Problem statement
Rewrite all of these rows, requests included, rescaling every bounding-box coordinate in the answers by 0.5 and rounding to whole numbers with halves going up, while leaving the numbers in the requests unchanged. Leave the pictures out.

Input data
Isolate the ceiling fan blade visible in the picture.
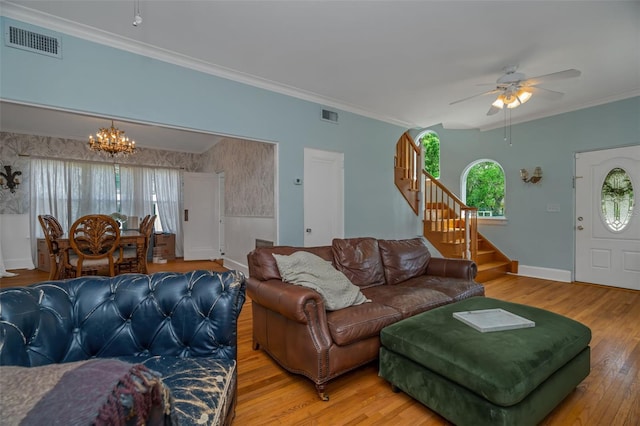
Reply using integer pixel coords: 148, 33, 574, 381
487, 105, 502, 115
449, 89, 502, 105
521, 69, 582, 86
527, 86, 564, 100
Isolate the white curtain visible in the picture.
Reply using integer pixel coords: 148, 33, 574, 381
30, 159, 71, 233
153, 169, 183, 257
68, 162, 118, 223
31, 158, 183, 259
120, 165, 154, 225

Written answer
Isolate the ceiling fan blade visible in the picture.
Reply using integer pixel coords: 148, 33, 574, 381
244, 53, 251, 58
225, 45, 251, 53
261, 35, 291, 43
264, 43, 282, 50
Isolate the white curtain visible in the picture.
Reply using integer pixel coords: 148, 33, 574, 381
15, 80, 36, 117
77, 85, 92, 129
34, 81, 59, 112
16, 79, 92, 130
60, 83, 77, 113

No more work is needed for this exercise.